# Pointing records:
++++++++
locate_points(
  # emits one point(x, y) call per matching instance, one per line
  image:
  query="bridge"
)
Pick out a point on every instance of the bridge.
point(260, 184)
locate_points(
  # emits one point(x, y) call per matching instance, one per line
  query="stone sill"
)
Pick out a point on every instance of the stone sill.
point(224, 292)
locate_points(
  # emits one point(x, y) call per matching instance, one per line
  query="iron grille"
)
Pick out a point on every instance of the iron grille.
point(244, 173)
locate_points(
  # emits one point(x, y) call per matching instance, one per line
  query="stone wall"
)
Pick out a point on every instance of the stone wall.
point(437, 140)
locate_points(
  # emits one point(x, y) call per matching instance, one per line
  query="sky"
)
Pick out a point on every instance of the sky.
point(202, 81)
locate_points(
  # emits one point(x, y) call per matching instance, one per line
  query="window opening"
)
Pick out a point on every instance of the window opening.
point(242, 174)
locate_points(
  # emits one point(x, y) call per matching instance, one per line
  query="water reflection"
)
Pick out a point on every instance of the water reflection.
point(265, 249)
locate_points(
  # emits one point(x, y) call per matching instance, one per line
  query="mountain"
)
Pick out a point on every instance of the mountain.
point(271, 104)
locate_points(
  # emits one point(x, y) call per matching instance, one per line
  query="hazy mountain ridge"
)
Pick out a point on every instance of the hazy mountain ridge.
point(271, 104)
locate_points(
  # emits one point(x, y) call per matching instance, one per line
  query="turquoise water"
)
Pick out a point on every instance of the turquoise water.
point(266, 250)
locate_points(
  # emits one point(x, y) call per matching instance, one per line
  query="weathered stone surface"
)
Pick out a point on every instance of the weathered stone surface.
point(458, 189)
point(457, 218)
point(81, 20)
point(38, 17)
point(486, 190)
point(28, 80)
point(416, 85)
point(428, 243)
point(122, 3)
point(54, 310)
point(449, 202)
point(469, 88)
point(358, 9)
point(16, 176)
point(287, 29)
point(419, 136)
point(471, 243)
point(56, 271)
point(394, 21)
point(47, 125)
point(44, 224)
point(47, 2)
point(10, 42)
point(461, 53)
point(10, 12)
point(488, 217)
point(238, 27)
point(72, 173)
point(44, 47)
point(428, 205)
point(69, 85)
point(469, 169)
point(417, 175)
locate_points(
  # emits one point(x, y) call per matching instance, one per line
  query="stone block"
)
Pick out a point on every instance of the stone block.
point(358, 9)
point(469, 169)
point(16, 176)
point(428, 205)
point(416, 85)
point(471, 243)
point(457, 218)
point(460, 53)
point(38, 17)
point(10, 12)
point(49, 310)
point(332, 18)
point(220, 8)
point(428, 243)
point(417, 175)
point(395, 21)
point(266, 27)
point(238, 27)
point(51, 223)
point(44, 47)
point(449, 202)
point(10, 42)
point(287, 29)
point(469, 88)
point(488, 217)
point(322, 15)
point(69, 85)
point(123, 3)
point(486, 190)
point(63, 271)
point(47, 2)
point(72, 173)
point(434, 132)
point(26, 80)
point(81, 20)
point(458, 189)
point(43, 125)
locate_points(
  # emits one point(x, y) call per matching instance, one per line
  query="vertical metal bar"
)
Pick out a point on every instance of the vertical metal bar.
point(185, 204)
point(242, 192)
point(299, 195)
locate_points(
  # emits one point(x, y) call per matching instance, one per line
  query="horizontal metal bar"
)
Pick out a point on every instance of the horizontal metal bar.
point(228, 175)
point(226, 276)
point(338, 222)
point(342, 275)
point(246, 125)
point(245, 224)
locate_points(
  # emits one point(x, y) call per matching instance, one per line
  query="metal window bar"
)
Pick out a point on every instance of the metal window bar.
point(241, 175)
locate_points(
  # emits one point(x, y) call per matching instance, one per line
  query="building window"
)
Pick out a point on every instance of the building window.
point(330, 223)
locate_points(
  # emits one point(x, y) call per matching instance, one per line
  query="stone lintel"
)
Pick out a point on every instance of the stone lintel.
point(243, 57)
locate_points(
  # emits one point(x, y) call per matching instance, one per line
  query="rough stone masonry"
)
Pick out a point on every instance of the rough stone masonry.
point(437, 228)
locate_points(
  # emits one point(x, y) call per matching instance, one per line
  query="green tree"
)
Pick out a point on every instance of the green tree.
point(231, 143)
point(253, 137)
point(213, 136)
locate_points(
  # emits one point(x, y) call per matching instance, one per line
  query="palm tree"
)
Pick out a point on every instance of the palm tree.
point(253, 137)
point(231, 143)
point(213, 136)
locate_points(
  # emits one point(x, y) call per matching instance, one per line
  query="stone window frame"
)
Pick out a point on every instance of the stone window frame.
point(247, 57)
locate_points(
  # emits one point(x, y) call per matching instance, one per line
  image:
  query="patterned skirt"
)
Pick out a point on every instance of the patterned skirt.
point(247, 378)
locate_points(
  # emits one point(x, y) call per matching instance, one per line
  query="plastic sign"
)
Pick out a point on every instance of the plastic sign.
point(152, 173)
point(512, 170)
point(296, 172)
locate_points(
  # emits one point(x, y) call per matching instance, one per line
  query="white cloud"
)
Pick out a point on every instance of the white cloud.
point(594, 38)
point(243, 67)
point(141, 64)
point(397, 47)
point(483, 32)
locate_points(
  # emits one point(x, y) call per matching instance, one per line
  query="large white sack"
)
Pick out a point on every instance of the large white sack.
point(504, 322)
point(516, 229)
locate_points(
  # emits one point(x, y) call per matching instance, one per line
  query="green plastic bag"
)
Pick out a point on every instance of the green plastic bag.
++++++++
# Your instructions:
Please write out all of the lines above again, replacing "every instance" with "each instance" and leaving everything else as it is.

# Solved exercise:
locate_points(
  # emits one point(x, y) call per matching instance, one per line
  image:
  query="bridge"
)
Pick out a point on each instance of the bridge.
point(260, 184)
locate_points(
  # emits one point(x, y) call per matching instance, one per line
  query="stone sill"
)
Pick out a point on each instance of the stone sill.
point(224, 292)
locate_points(
  # emits one point(x, y) call per matching instance, one per line
  query="iron grille"
)
Pick out a point on each instance of the iron grille.
point(244, 173)
locate_points(
  # emits one point(x, y) call per matching instance, one per line
  query="stone wall"
)
Pick out a point on each instance of the stone wall.
point(437, 140)
locate_points(
  # emits one point(x, y) call per matching instance, one per line
  query="sky"
)
Pick out a point on each instance of the sky.
point(202, 81)
locate_points(
  # emits one point(x, y) call per matching instance, one per line
  query="window opening"
)
Pick out a point on each instance of the window opening.
point(242, 174)
locate_points(
  # emits one point(x, y) call per matching instance, one per line
  query="water reflection"
)
Pick out a point on each instance of the water reflection.
point(265, 249)
locate_points(
  # emits one point(x, y) call per matching instance, one per line
  query="mountain"
)
Pick out a point on each instance of the mountain.
point(271, 104)
locate_points(
  # emits one point(x, y) call per matching instance, one per line
  query="hazy mountain ridge"
)
Pick out a point on each instance of the hazy mountain ridge.
point(271, 104)
locate_points(
  # emits one point(x, y) call per matching instance, one per line
  query="turquoise water"
)
Pick out a point on each instance of the turquoise water.
point(266, 250)
locate_points(
  # emits one point(x, y) call per matching instance, one per line
  query="weathered stone surface"
)
Pick out a point on each instance of the weathered stone surface.
point(458, 189)
point(457, 218)
point(81, 20)
point(38, 17)
point(486, 190)
point(28, 80)
point(416, 85)
point(428, 243)
point(122, 3)
point(54, 310)
point(449, 202)
point(469, 88)
point(358, 9)
point(16, 176)
point(287, 29)
point(419, 136)
point(471, 243)
point(56, 271)
point(394, 21)
point(47, 125)
point(44, 224)
point(47, 2)
point(10, 42)
point(461, 53)
point(10, 12)
point(488, 217)
point(238, 27)
point(72, 173)
point(44, 47)
point(428, 205)
point(69, 85)
point(469, 169)
point(417, 175)
locate_points(
  # emits one point(x, y) call per matching instance, one per line
  query="stone block"
)
Pick out a point on each instance of the stone block.
point(358, 9)
point(469, 169)
point(16, 176)
point(428, 205)
point(416, 85)
point(471, 243)
point(457, 218)
point(460, 53)
point(38, 17)
point(10, 12)
point(49, 310)
point(332, 18)
point(220, 8)
point(428, 243)
point(417, 175)
point(395, 21)
point(266, 27)
point(238, 27)
point(51, 223)
point(44, 47)
point(449, 202)
point(10, 42)
point(287, 29)
point(469, 88)
point(488, 217)
point(322, 15)
point(69, 85)
point(123, 3)
point(486, 190)
point(63, 271)
point(47, 2)
point(72, 173)
point(434, 132)
point(26, 80)
point(81, 20)
point(458, 189)
point(43, 125)
locate_points(
  # emits one point(x, y) call per matching instance, one per line
  query="vertical metal bar"
)
Pick out a point on each instance of the vertical metal bar.
point(185, 204)
point(242, 192)
point(299, 195)
locate_points(
  # emits one point(x, y) call per matching instance, one per line
  query="horizontal metal bar"
)
Pick out a point on each instance of the horizontal metal bar.
point(228, 175)
point(226, 276)
point(338, 222)
point(342, 275)
point(246, 125)
point(245, 224)
locate_points(
  # emits one point(x, y) call per matching instance, one per line
  query="metal window bar"
)
Pick out a point on each instance of the metal window bar.
point(241, 175)
locate_points(
  # emits one point(x, y) call per matching instance, one per line
  query="building window"
)
Pick out a point on each instance of the building window.
point(330, 223)
locate_points(
  # emits one point(x, y) call per matching instance, one per line
  query="stone lintel"
)
Pick out a point on each instance of the stone lintel.
point(243, 57)
locate_points(
  # emits one point(x, y) call per matching instance, one per line
  query="rough stone masonry"
)
Pick out a point on each instance of the rough stone masonry.
point(437, 228)
locate_points(
  # emits one point(x, y) call per matching instance, one per line
  query="green tree"
)
Pick out a point on each instance of the green tree.
point(231, 143)
point(253, 137)
point(213, 136)
locate_points(
  # emits one point(x, y) call per matching instance, one per line
  query="palm tree"
)
Pick out a point on each instance of the palm tree.
point(253, 137)
point(231, 143)
point(213, 136)
locate_points(
  # emits one point(x, y) call per matching instance, one per line
  query="stone window frame"
)
Pick out a point on each instance of the stone window frame.
point(247, 57)
locate_points(
  # emits one point(x, y) call per matching instance, one per line
  image:
  query="patterned skirt"
)
Pick out a point on each instance of the patterned skirt.
point(247, 378)
locate_points(
  # emits one point(x, y) call per matching instance, one per line
  query="plastic sign"
)
Pick out a point on each instance of the plastic sign.
point(152, 173)
point(512, 170)
point(296, 172)
locate_points(
  # emits one point(x, y) call per matching instance, one per line
  query="white cloud"
)
Pick out a point on each instance of the white cloud.
point(594, 38)
point(243, 67)
point(141, 64)
point(397, 47)
point(483, 32)
locate_points(
  # emits one point(x, y) call per matching instance, one per line
  query="large white sack"
)
Pick out a point on each instance of the large white sack.
point(504, 322)
point(516, 229)
locate_points(
  # emits one point(x, y) call per matching instance, one per line
  query="green plastic bag"
)
Pick out a point on each instance of the green plastic bag.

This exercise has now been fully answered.